# ACTION ITEM
In the material below, find the line containing "point | a marker on each instance of the white window" and the line containing "target | upper floor window", then reproduce exactly both of them and every line between, and nothing else.

BEGIN DATA SUPPLIED

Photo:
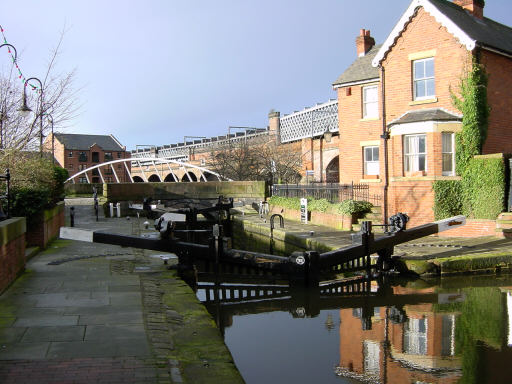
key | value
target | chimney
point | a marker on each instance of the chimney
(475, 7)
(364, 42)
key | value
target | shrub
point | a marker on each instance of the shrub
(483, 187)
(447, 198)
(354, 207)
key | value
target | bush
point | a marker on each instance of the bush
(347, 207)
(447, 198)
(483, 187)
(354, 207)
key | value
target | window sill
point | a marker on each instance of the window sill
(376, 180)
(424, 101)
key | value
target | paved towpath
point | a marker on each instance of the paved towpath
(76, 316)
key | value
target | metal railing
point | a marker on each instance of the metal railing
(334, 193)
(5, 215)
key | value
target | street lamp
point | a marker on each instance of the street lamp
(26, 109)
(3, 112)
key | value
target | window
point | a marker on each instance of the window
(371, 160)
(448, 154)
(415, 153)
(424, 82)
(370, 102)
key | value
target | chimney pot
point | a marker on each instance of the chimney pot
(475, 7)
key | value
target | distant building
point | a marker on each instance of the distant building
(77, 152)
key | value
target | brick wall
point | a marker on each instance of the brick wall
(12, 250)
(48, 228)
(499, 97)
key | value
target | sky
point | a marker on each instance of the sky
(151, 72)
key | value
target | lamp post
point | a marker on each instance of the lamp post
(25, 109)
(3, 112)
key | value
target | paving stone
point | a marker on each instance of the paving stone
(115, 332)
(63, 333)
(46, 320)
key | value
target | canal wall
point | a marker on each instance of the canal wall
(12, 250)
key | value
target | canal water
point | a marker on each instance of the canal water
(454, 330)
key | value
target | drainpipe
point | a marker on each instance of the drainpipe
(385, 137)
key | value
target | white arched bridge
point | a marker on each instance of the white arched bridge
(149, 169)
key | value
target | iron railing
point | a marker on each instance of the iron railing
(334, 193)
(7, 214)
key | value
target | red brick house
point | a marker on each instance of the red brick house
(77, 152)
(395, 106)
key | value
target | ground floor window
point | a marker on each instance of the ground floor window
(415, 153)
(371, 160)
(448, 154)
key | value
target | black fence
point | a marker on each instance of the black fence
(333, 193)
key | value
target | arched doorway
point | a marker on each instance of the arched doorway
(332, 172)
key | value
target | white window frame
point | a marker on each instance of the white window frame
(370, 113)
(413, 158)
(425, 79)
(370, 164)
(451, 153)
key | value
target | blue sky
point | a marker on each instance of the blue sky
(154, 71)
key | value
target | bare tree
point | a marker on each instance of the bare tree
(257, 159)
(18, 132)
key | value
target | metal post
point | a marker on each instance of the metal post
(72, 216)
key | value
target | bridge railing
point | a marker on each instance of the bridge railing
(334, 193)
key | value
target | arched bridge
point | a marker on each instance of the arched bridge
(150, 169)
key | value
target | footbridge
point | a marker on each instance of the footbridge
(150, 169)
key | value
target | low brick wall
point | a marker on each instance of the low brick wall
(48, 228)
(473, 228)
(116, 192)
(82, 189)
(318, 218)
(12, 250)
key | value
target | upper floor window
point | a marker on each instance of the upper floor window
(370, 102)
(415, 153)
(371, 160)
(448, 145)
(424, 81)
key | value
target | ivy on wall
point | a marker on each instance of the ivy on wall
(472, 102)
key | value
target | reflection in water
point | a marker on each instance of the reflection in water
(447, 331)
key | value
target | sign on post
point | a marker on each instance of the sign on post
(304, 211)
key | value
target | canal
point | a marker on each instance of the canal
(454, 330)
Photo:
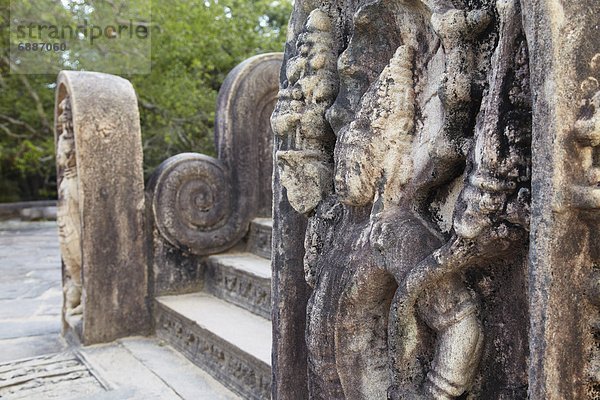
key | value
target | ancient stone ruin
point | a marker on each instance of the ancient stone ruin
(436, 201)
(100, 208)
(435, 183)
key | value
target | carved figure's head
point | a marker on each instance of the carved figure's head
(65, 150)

END DATA SUPPLIED

# FINAL ANSWER
point | a marker on each instance of the white window frame
(370, 113)
(413, 158)
(425, 79)
(370, 164)
(451, 153)
key | value
target | blue sky
point | a marker on each instance of the blue sky
(154, 71)
key | value
target | bare tree
point | a marker on each instance of the bare tree
(257, 159)
(18, 132)
key | value
target | metal post
point | a marker on each instance of the metal post
(72, 216)
key | value
target | bridge railing
point | a marker on each instance of the bridge railing
(334, 193)
key | value
target | arched bridge
point | a marker on each instance of the arched bridge
(150, 169)
key | value
target | footbridge
point | a marker on each instance of the footbridge
(150, 169)
key | value
target | low brick wall
point | a marker on each instance of the low brick wall
(48, 228)
(473, 228)
(116, 192)
(82, 189)
(318, 218)
(12, 250)
key | value
target | upper floor window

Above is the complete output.